- Data for analysis:
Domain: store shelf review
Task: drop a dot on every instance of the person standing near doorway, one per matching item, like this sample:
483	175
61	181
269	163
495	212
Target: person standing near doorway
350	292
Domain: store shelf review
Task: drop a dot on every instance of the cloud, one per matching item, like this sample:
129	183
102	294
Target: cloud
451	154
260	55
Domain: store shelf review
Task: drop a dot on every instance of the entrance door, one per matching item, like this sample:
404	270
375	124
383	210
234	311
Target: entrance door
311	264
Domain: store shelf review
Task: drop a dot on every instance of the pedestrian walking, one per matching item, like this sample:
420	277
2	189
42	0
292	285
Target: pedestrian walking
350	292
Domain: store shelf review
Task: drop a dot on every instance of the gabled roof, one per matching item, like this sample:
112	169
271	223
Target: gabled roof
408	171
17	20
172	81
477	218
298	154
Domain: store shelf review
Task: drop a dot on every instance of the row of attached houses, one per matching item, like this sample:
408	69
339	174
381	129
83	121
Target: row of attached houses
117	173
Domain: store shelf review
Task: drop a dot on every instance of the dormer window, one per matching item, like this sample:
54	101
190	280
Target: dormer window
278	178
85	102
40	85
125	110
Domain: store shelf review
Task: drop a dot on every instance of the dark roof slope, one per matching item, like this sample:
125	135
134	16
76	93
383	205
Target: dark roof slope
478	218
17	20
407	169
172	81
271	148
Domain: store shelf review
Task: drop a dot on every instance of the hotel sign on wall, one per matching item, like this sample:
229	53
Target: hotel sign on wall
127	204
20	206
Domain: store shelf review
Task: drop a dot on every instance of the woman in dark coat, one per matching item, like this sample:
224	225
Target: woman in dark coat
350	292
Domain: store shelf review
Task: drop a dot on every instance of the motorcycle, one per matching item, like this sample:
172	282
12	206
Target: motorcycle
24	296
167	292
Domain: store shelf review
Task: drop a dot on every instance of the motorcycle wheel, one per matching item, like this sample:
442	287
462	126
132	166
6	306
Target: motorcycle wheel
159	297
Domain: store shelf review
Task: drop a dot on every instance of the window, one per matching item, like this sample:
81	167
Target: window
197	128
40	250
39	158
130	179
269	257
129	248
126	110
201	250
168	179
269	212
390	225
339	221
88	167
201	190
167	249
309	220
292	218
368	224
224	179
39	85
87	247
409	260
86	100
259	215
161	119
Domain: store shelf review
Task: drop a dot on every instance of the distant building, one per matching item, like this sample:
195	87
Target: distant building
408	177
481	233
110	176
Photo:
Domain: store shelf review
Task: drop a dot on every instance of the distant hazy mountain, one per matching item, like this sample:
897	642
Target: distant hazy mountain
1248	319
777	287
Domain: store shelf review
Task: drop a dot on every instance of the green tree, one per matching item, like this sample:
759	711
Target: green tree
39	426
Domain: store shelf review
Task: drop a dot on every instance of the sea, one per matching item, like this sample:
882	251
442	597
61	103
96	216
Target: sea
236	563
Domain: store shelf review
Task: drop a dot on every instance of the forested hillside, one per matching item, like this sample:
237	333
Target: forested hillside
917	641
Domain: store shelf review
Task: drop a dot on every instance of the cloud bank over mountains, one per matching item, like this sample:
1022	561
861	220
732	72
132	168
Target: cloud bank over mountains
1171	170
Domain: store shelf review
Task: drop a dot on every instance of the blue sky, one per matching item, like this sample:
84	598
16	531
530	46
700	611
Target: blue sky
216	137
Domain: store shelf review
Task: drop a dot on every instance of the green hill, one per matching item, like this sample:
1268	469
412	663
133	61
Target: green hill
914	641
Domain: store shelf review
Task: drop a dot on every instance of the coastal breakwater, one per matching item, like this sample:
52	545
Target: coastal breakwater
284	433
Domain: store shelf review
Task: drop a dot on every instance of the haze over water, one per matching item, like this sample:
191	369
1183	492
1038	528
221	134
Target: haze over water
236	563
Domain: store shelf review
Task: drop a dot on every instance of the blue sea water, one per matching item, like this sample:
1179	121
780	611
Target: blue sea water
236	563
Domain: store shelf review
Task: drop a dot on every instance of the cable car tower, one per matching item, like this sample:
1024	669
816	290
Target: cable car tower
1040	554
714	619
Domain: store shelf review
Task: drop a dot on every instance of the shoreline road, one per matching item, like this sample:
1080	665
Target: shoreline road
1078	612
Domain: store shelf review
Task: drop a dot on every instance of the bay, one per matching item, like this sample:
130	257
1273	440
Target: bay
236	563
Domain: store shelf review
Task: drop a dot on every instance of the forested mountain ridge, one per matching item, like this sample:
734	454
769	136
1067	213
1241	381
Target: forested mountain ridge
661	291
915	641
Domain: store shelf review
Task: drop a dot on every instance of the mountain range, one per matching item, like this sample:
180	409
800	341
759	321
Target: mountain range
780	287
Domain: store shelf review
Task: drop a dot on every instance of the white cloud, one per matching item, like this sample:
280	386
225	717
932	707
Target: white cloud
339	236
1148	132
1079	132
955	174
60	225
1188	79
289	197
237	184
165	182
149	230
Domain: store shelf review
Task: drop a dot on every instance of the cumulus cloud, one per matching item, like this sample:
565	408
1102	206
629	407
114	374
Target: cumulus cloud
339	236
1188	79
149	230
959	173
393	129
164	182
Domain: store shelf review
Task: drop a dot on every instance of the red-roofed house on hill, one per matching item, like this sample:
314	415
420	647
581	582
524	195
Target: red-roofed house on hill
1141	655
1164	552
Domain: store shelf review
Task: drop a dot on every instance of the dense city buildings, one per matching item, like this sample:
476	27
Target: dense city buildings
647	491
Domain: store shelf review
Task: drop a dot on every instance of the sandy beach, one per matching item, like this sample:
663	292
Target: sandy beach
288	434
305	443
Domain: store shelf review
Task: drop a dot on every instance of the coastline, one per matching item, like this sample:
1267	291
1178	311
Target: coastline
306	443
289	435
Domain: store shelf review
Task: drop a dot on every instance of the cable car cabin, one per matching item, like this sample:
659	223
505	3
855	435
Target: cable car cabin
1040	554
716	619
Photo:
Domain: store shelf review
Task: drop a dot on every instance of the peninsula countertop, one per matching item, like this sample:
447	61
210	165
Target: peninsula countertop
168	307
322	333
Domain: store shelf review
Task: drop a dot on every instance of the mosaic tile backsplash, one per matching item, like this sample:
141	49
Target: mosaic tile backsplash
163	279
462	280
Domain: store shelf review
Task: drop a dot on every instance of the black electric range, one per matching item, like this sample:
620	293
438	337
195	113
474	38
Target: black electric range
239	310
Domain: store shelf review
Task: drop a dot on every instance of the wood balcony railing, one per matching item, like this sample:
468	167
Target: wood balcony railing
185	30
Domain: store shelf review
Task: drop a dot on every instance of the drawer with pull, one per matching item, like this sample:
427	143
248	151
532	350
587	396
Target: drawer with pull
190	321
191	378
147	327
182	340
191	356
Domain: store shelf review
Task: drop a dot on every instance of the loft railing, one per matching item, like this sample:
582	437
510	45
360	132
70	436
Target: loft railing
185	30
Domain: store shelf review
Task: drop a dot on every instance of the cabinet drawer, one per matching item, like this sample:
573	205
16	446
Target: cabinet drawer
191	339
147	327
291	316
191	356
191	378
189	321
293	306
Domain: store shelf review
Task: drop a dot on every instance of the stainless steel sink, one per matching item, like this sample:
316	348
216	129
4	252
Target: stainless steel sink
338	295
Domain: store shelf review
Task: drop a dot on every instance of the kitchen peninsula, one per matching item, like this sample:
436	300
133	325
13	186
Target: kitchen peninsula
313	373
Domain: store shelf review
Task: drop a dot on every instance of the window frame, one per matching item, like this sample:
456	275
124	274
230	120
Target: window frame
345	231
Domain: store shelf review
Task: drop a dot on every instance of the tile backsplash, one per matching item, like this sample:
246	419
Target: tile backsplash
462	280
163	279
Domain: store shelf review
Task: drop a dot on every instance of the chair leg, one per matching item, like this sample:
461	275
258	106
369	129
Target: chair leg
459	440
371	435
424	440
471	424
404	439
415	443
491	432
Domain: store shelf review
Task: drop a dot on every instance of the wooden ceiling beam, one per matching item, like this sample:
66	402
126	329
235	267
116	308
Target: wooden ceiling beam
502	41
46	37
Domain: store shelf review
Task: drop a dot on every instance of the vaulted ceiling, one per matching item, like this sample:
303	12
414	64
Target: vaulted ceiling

- Required work: Please copy all lines of the listing in which the string "vaulted" occurs.

- Exercise output:
Task: drop a dot on every instance of the vaulted ceiling, one per matching item, like this sample:
Target: vaulted ceiling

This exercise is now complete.